[Wires+:OSDI2014] Characterizing storage workloads with counter stacks

This is the paper that cited 7 of our footprint papers and published in OSDI 2014. The main work is to fast derive workload’s miss ratio curve (MRC). The technique adopted in the paper is a data structure called “counter stack”, which, is essentially a extremely huge matrix of size NxN, where N is the trace length. This data structure is contains the footprint (or working set size) of all windows, (not average window size). From the counter stack, stack distances of references can easily be read. So the challenge this paper addresses is to compress the data structure. The paper talked about some optimizations, which includes, sampling (process every dth reference), pruning (“forget” some windows), using probabilistic cardinality estimator (HyperLogLog) to approximate reuse distances. Using stack counters can be used to query many useful informations, like total data footprint, trace length, miss ratio within a given time period and miss ratio composed from multiple workloads.

So first, what is a stack counter? It is a 2-dimensional matrix. When a new reference is made, a new column is inserted to the right side of the matrix. Each entry C_ij represents the amount of distinct elements in the window (i,j). Therefore this matrix contains footprints of all possible windows of the trace.

Screen Shot 2015-04-08 at 10.04.10 PM

Having the matrix, to compute MRC also requires a way to identifies the reuse windows. To do so, two more matrices are needed, \delta x and \delta y.

Screen Shot 2015-04-08 at 10.12.25 PM

x matrix is the difference of rows of counter stack while y matrix is the difference of rows of x matrix. It seems to me, this differencing operation is “taking directive” in HOTL theory. For the fourth reference in the example trace, the top “1” in the fourth column is at the 1st row, so its last access time is 1.

This is all about counter stack.

To make this data structure practical, there are several approximations presented in the paper.

1. Sampling. A simple approach is to sample every d references. It indicates that the matrix is to be shrinked by a factor of “d”. From the paper, “For large scale workloads with billions of distinct elements, even choosing a very large value of d has negligible impact on the estimated stack distances and MRCs.”

2. Pruning. The observation is that, in x matrix, each rows only contains at most M “1”s, where M is the total footprint. At some point on, the entries in the row will become 0 and remain 0 for the rest of row. Therefore, the paper propose to delete the rows where it has at most M/p different entries than its immediate lower rows. I am not sure how this operation would impact the result and how it can be migrated to our footprint measurement. But, intuitively, this observation, to translate into footprint theory, means larger windows are likely to have most of the data, maintaining large-sized windows at fine granularity is waste.

·····

§ **Problem statement**: Translate this sentence from the counter stack post into Spanish: "When a new reference is made, a new column is inserted to the right side of the matrix."

§ **Records shown**:

·····

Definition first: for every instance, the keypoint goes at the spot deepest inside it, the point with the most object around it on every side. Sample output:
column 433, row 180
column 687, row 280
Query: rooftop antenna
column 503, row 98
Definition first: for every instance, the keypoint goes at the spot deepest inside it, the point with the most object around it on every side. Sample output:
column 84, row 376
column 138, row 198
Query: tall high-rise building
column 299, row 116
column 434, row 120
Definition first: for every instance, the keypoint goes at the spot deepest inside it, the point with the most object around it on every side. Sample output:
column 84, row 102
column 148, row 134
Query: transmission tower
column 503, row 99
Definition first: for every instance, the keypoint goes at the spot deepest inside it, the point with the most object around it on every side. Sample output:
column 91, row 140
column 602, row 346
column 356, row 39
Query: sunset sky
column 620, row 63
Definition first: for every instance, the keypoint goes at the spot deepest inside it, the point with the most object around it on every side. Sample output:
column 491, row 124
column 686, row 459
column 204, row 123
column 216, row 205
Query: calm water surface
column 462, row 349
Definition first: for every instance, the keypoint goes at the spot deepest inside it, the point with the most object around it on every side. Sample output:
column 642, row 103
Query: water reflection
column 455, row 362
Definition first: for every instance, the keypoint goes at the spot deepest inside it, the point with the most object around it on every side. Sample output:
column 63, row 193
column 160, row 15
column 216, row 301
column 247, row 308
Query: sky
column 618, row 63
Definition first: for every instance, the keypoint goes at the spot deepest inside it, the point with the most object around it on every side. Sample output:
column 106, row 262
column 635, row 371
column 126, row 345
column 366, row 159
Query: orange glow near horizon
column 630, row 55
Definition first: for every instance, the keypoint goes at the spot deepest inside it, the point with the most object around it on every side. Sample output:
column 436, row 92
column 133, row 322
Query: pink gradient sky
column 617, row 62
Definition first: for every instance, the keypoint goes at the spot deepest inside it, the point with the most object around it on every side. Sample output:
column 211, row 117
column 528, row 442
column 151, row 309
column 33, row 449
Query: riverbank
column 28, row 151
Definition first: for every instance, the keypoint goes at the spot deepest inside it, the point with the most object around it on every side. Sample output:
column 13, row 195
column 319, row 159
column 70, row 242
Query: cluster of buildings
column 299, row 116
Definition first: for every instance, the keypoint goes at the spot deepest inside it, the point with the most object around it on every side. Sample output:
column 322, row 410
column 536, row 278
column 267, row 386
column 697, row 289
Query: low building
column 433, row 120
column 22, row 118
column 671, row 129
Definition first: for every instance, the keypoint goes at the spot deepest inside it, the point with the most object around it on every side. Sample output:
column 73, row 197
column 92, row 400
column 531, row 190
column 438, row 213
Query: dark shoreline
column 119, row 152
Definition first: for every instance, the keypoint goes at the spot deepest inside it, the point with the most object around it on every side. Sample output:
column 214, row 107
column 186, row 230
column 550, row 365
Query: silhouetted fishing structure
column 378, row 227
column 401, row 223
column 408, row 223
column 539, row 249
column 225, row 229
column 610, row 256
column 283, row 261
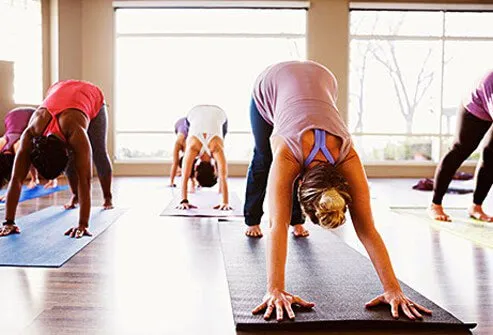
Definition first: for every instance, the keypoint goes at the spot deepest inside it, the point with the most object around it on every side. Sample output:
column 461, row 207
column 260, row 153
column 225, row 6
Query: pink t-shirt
column 480, row 101
column 296, row 97
column 71, row 94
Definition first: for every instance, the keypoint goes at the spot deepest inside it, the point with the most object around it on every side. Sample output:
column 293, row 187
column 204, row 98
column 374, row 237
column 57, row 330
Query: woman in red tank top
column 66, row 133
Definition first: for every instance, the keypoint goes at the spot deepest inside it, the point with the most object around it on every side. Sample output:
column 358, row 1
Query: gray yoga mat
column 205, row 200
column 42, row 242
column 398, row 194
column 322, row 269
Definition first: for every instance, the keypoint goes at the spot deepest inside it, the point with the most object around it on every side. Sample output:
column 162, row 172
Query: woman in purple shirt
column 473, row 122
column 16, row 121
column 300, row 139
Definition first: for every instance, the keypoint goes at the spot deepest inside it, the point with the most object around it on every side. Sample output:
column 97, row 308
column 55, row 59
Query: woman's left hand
column 397, row 299
column 224, row 207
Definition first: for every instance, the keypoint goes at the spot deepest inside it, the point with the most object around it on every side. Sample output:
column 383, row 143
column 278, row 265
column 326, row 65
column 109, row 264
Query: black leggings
column 470, row 131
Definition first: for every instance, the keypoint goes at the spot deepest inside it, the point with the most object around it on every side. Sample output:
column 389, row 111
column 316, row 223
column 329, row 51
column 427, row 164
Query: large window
column 168, row 60
column 409, row 71
column 20, row 43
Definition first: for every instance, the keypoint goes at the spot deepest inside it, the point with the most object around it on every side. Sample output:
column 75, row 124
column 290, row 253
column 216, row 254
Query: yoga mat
column 42, row 242
column 398, row 194
column 322, row 269
column 36, row 192
column 205, row 200
column 462, row 225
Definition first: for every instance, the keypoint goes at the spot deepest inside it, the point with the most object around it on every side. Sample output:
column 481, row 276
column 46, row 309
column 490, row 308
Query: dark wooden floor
column 159, row 275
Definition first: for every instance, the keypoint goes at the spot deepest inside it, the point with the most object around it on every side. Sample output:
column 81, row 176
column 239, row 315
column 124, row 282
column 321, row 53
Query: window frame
column 443, row 39
column 284, row 5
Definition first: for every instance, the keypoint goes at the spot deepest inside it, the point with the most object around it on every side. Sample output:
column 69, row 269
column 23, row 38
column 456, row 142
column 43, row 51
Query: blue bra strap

·····

§ **In response**: Cuando se realiza una nueva referencia, se inserta una nueva columna en el lado derecho de la matriz.